■ REQUIREMENT
Check every line of the data below for "after". Copy each one that has it.
* * *
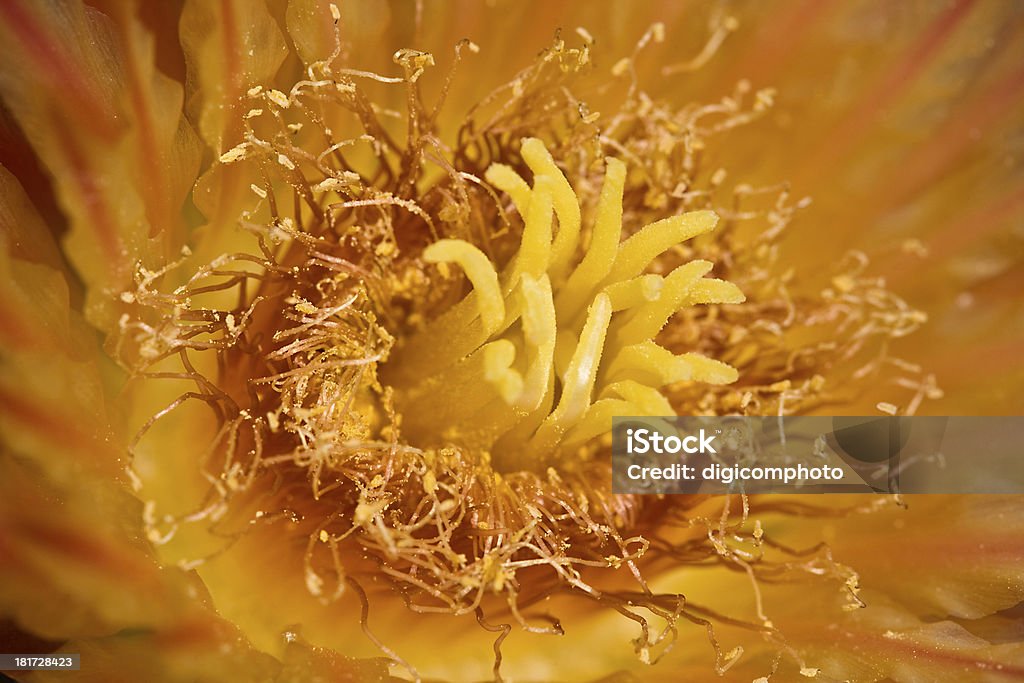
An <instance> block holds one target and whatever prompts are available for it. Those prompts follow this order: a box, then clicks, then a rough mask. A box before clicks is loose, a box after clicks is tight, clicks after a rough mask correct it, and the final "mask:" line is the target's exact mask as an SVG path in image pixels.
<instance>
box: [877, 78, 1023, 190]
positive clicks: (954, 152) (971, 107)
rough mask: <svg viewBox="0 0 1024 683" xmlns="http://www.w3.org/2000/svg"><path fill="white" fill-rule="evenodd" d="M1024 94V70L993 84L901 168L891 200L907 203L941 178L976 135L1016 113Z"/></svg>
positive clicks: (951, 120)
mask: <svg viewBox="0 0 1024 683" xmlns="http://www.w3.org/2000/svg"><path fill="white" fill-rule="evenodd" d="M1022 92H1024V69H1020V70H1017V71H1015V72H1013V73H1011V74H1010V75H1009V76H1008V77H1007V78H1005V79H1002V80H1001V81H997V82H996V83H994V84H992V85H991V86H989V88H988V89H987V90H985V91H984V92H983V93H982V94H981V95H980V96H978V97H977V98H976V99H975V101H974V103H973V104H972V105H971V108H970V109H968V110H967V111H966V112H963V113H961V114H958V115H957V116H953V117H950V118H949V120H948V121H946V123H945V125H944V126H943V127H942V128H941V129H940V130H938V131H936V132H935V134H934V135H933V136H932V140H933V141H932V143H931V144H924V145H922V146H921V147H919V148H918V153H916V154H915V155H914V156H913V157H911V158H910V159H909V160H907V161H906V162H904V163H902V164H899V165H898V168H899V174H898V175H897V176H896V177H895V178H894V186H893V187H892V188H891V191H892V199H891V200H890V201H891V202H893V203H898V202H900V201H902V200H905V199H906V198H908V197H909V196H910V195H913V194H914V193H916V191H920V190H921V189H922V188H923V187H926V186H928V185H929V184H931V183H932V182H933V181H934V180H935V179H936V178H938V177H939V176H941V175H942V174H943V173H944V172H945V171H946V170H947V169H948V168H949V167H950V166H952V165H953V164H954V163H955V162H956V161H957V160H958V159H959V158H961V157H962V156H963V155H964V154H965V153H966V152H967V151H968V150H970V148H971V147H972V146H973V143H974V142H975V139H974V138H975V135H974V134H975V133H976V132H978V133H980V132H981V131H984V130H985V129H987V128H988V127H989V126H990V125H992V124H993V123H995V122H996V121H998V120H999V119H1000V118H1001V117H1004V116H1007V115H1011V114H1013V113H1014V109H1013V106H1012V104H1013V103H1014V102H1015V101H1019V100H1020V97H1021V93H1022Z"/></svg>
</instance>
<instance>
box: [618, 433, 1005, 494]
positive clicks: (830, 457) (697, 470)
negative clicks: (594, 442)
mask: <svg viewBox="0 0 1024 683" xmlns="http://www.w3.org/2000/svg"><path fill="white" fill-rule="evenodd" d="M611 433H612V439H611V453H612V490H613V492H614V493H616V494H731V493H746V494H850V493H886V494H895V493H903V494H1024V416H1011V417H1005V416H1000V417H992V416H985V417H974V416H972V417H926V416H922V417H878V416H874V417H818V416H795V417H739V416H735V417H732V416H729V417H691V416H687V417H678V416H670V417H616V418H613V419H612V432H611Z"/></svg>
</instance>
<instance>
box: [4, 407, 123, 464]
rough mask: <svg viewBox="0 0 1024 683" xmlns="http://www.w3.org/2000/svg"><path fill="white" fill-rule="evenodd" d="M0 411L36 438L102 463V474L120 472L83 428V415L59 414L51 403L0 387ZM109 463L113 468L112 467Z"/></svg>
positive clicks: (117, 460)
mask: <svg viewBox="0 0 1024 683" xmlns="http://www.w3.org/2000/svg"><path fill="white" fill-rule="evenodd" d="M0 412H2V413H3V415H4V416H5V417H6V419H7V420H12V421H13V422H15V423H17V424H18V428H20V429H24V430H26V431H28V432H29V433H32V434H35V435H36V436H37V437H38V438H40V439H42V440H45V441H47V442H49V443H52V444H54V445H57V446H60V447H61V449H67V450H68V451H69V452H71V453H80V454H84V455H88V456H89V457H90V460H91V461H92V462H93V463H97V464H100V465H102V466H103V467H102V469H103V471H104V473H109V474H116V475H117V476H118V477H120V476H121V475H122V472H121V466H120V463H119V458H118V456H117V455H115V453H114V452H113V451H112V450H111V449H109V447H106V446H103V445H101V443H100V438H101V437H100V436H99V435H98V434H95V433H89V432H87V431H86V430H85V429H83V427H82V424H81V422H80V421H81V420H82V416H78V415H76V416H71V417H69V416H67V415H61V414H60V413H58V412H57V411H55V410H54V408H53V407H52V405H40V404H39V403H34V402H30V401H29V400H27V399H26V397H25V395H24V394H20V393H14V392H12V391H9V390H7V389H5V388H4V387H0ZM111 464H114V465H115V467H114V468H113V469H112V468H111V467H110V465H111Z"/></svg>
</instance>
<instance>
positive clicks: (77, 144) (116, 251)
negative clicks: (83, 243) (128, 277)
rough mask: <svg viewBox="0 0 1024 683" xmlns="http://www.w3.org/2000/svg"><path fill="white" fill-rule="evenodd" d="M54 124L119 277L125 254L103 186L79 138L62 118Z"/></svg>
mask: <svg viewBox="0 0 1024 683" xmlns="http://www.w3.org/2000/svg"><path fill="white" fill-rule="evenodd" d="M53 123H54V124H55V126H56V127H55V130H56V131H57V134H58V135H59V136H60V147H61V150H62V151H63V152H65V155H66V158H67V160H68V162H69V164H71V171H72V176H73V179H74V181H75V183H76V184H77V185H78V190H79V196H80V199H81V201H82V203H83V204H84V205H85V209H86V212H87V213H88V214H89V215H88V221H89V224H90V227H91V228H92V230H93V232H94V233H95V236H96V239H97V243H98V245H99V247H100V249H101V250H102V252H103V257H104V258H105V259H106V264H108V266H109V269H110V270H112V271H113V272H112V274H114V279H117V276H118V275H119V274H122V272H123V271H124V269H125V265H126V264H125V262H124V259H125V253H124V248H123V246H122V244H121V239H120V238H119V237H118V231H117V228H116V227H115V224H114V221H113V219H112V216H111V213H110V209H109V207H108V206H106V204H105V203H104V201H103V196H102V189H101V188H100V187H99V185H98V183H97V182H96V177H95V174H94V173H93V171H92V169H91V168H89V164H88V163H87V161H86V159H85V155H84V154H83V153H82V150H81V148H80V147H79V146H78V140H77V139H76V138H75V136H74V135H73V134H72V132H71V131H70V130H69V129H68V128H66V127H63V126H61V125H60V124H59V121H54V122H53Z"/></svg>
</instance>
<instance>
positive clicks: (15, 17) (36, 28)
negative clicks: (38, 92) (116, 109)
mask: <svg viewBox="0 0 1024 683" xmlns="http://www.w3.org/2000/svg"><path fill="white" fill-rule="evenodd" d="M0 16H2V17H3V18H4V19H5V22H6V24H7V25H8V26H9V27H11V31H10V34H11V35H12V36H14V38H15V39H16V40H17V41H18V42H19V43H20V44H22V47H23V49H24V50H25V53H26V54H27V55H28V56H29V57H30V58H31V59H32V60H33V61H35V62H36V65H37V74H39V75H43V76H44V77H45V78H46V79H47V80H48V81H49V83H48V85H49V86H50V88H49V90H50V94H51V95H52V96H51V97H50V98H49V99H50V100H51V101H54V102H57V103H58V105H61V106H60V109H61V110H62V113H63V115H65V118H67V119H69V121H68V122H66V125H67V123H73V124H74V125H76V126H84V127H87V128H89V129H91V130H92V131H93V132H94V133H95V135H97V136H98V137H100V138H102V139H104V140H113V139H114V138H115V137H116V136H117V133H118V126H117V122H116V118H115V117H114V116H112V113H111V112H110V111H109V110H108V109H106V108H105V106H104V105H103V103H102V101H101V98H100V97H99V95H98V93H96V92H95V90H94V89H93V88H91V87H90V84H89V81H88V79H87V78H86V75H85V74H83V73H82V70H81V68H80V67H79V66H78V65H77V63H75V60H74V59H72V58H71V57H70V56H69V55H68V54H67V52H66V51H65V50H62V49H61V47H60V46H59V45H58V44H57V43H55V42H54V41H53V40H52V38H51V36H50V35H48V32H47V31H46V30H45V29H44V28H43V27H41V26H39V24H38V23H37V22H36V20H35V19H34V17H33V16H32V13H31V12H29V11H27V10H26V9H25V7H23V5H22V3H20V2H19V0H8V1H5V2H0Z"/></svg>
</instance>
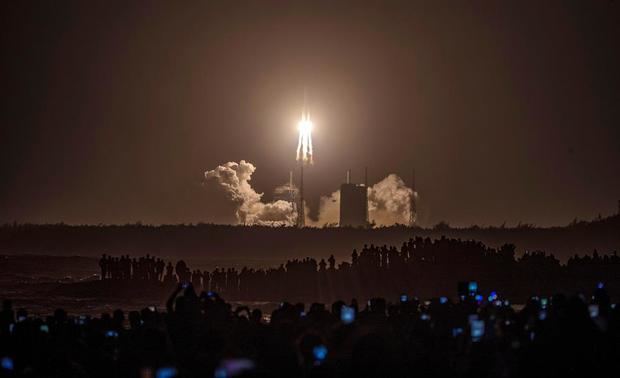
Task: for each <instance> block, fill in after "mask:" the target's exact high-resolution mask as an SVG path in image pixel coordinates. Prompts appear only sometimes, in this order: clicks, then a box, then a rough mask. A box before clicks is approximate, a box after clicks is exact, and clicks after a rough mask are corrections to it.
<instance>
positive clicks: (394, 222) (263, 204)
* * *
■ ANSWER AREA
An <instance> block holds one target and whatever prompts are available for it. Those prompts follow this order: a box, then clicks, then a rough mask. A box before clicks is loose, a box after clicks is tight, clicks after a rough mask correct it, and the final "mask:" line is the target's exact mask as an SVG path in image pixels.
Task: for each <instance> block, fill in after "mask:" the target's exact high-resolution mask as an SVG path in image pixel coordinates. Prompts appear only sometimes, in this order: clicks, then a box, then a rough mask. A box before clicks is approximate, a box after clicks is exact, and clicks after a rough mask are corrections to it.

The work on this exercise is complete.